ASSIGNMENT:
For the word "instance", state how many lines of the data include it. Respond with the number only.

MATERIALS PROVIDED:
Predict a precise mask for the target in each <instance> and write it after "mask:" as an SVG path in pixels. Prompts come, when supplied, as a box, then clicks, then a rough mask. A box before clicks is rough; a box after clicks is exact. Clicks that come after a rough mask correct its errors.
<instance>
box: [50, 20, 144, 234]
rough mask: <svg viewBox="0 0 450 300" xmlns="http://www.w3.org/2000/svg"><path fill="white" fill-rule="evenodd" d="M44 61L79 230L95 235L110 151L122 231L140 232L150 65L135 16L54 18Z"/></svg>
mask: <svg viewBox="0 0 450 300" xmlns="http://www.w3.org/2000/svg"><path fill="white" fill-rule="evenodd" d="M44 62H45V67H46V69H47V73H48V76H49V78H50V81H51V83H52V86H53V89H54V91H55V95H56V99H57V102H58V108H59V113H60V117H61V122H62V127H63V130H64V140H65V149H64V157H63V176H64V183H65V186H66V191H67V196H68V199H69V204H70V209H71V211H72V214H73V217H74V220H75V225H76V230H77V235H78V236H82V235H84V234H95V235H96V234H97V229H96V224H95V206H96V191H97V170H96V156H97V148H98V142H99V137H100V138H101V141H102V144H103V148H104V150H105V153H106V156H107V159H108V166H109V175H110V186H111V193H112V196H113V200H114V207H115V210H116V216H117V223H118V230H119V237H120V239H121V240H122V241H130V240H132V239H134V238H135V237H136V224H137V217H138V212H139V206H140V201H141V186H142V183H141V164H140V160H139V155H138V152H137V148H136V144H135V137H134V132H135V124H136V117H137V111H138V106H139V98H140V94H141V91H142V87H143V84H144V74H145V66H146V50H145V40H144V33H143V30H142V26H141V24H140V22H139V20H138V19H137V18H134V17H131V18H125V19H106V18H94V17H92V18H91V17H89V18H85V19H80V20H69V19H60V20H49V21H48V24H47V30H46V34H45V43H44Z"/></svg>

PROBLEM SOLUTION:
2